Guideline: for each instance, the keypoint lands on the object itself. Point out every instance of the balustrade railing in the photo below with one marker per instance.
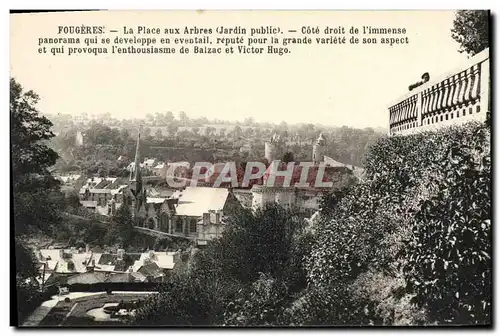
(460, 96)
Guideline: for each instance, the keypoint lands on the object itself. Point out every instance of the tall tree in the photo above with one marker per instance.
(124, 224)
(471, 30)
-=-=-=-=-
Instructions for the task: Rewrite all the records above, replacing every "marker" with "dot" and changing nothing else. Leave the pictures out.

Exercise answer:
Guideline: for each instance, the keypoint lands on the object itself. Point out every instance of the balustrade railing in the photo below with one dot per instance.
(460, 96)
Guideline: for each instance, the keypoint lands on the object itself. Point out every instance of the tall tree in the photo above with one dot per instance.
(124, 224)
(471, 30)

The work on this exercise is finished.